• _TEXT UNDER STUDY_:
Liz and I are now offficially highest. OH, and your girlfriend may be a vampire. Heads up. SPARKLESSSSS
Put my glitter back.
We're going clubbing with matching soccer jerseys on.
What will that accomplish?
It will accomplish clubbing with matching soccer jerseys on.
The woman exiting the men's room tried convincing me she was actually a good-looking man.
side note. good thing you didn't come to drunk breakfast. we were judged by children.
He said he was going to "rock my world". I wonder if he too has a false sense of confidence and accomplishment stemming from a complete lack of honesty from our own female counterparts.
I feel miserable and there's nutella all over my phone
i threw up in his garden in front of like five people smoking a joint. they let me have a hit after i was done so it was okay
I kinda took a step back after our "surprise bottles night"
I told my therapist about the other night and he actually whistled and said "wow that is not good."

• _PROBLEM A_:
Answer these about the late-night texts above:
(i) What are the people going clubbing going to wear?
(ii) Where did the writer throw up, and who saw it?
(iii) How did the therapist react when told about the other night?
• _PROBLEM B_:
Can you continue the late-night texts above with a few more lines in the same style?

• _INFORMATION GIVEN_:
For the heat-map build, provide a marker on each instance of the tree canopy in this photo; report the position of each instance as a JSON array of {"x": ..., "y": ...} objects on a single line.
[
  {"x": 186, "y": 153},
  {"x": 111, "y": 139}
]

• _WRITTEN ANSWER A_:
(i) Matching soccer jerseys.
(ii) In his garden, in front of about five people smoking a joint.
(iii) He whistled and said "wow that is not good."

• _WRITTEN ANSWER B_:
Can we do lunch at 3? I have a blowjob scheduled for 2.
You schedule blowjobs?
6 showers laters and I still feel like I have his vomit in my vagina. At least I could help him figure out he's gay.
For the record you're an amazing lay and you have great taste in breakfast sandwiches
so I'm walking to my last final while opening my giant red bull and i look over to my right and the guy beside me had one too and was looking back at me. without missing a beat he pulls out a bottle of jager, pours half in mine, half in his and goes "cheers"....i'm not even mad i probably failed my final
No no. Thank you. Killed multiple birds with one penis.